[Objective A] Render this sentence from the passage about Oscar Wilde in Spanish: "Wilde stood up and declared the charges "absolutely false and groundless.""
[Objective B] Write out everything in the passage about Oscar Wilde from "Furthermore, it was" down to "for gay rights!", substituting "defamation" for "libel".

[Selection]
***

I strongly object to Oscar Wilde's being marketed as some kind of figurehead for gay and lesbian theatre activists. And I object to gay men's attempts to unilaterally define what is touted to the media as coalition culture. And I object most strongly of all to what I call lesbian "theatre wives," who, for the questionable privilege of a male-funded theatre roof over their heads are willing to table women's issues in favor of those which speak to the interests of their theatre husbands.
Oscar Wilde is a case in point. His "culture" - arrogantly classist, misogynist, pedophilic - shares nothing in common with lesbian-feminist values, and as lesbians we need to be knowledgeable about the facts before we join our gay brothers in celebrating as a martyr someone whom many of us would consider a criminal.

Furthermore, it was Wilde's homophobia that set the whole legal process in motion in the first place! His lover's father "accused" Wilde of homosexual behavior, and Wilde, in a fit of pique and egged on by his narcissistic lover, sued the man for libel - in other words, for lying. Hardly a stand for gay rights!
And here is Wilde retaining an attorney for his suit:
Sir Edward Clarke advised him, "I can only accept this brief, Mr. Wilde, if you can assure me on your honour... that there is no and never has been any foundation for the charges that are made against you." Wilde stood up and declared the charges "absolutely false and groundless." It is important to remember that Wilde was prosecuting, and that Clarke, like most attorneys, was not interested in taking on an unwinnable case. To his credit, Sir Edward continued to defend Wilde through his subsequent trials, even after he discovered how his client's deliberate duplicity had placed him on the losing side of a sordid and sensational case which became known as the "trial of the century." The suit proved such a professional embarrassment to him, Clarke omitted any mention of it in his memoirs.

***

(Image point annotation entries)
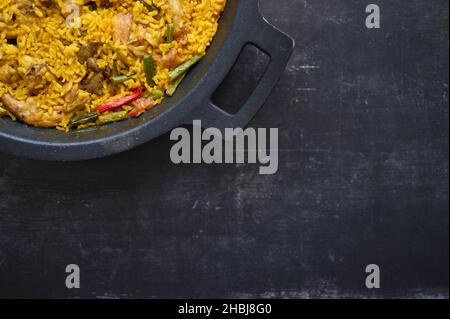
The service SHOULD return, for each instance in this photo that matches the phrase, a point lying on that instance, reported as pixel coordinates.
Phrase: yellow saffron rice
(49, 31)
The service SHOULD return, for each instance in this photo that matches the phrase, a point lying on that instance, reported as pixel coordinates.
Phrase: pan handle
(279, 47)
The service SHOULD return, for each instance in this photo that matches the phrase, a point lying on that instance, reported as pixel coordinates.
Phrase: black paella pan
(241, 24)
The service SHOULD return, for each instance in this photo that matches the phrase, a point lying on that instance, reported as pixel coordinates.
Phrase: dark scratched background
(363, 178)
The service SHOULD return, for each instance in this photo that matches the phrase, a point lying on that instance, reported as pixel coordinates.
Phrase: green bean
(174, 85)
(155, 94)
(121, 79)
(113, 117)
(150, 7)
(78, 120)
(170, 31)
(149, 68)
(183, 68)
(5, 112)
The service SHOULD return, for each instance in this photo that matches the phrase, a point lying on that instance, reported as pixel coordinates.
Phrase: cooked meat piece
(92, 65)
(180, 35)
(8, 72)
(176, 8)
(72, 94)
(88, 51)
(170, 60)
(29, 112)
(95, 84)
(34, 69)
(121, 24)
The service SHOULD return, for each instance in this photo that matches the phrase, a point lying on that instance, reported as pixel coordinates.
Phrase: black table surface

***

[Finished answer A] Wilde se puso de pie y declaró que las acusaciones eran «absolutamente falsas e infundadas».

[Finished answer B]
Furthermore, it was Wilde's homophobia that set the whole legal process in motion in the first place! His lover's father "accused" Wilde of homosexual behavior, and Wilde, in a fit of pique and egged on by his narcissistic lover, sued the man for defamation - in other words, for lying. Hardly a stand for gay rights!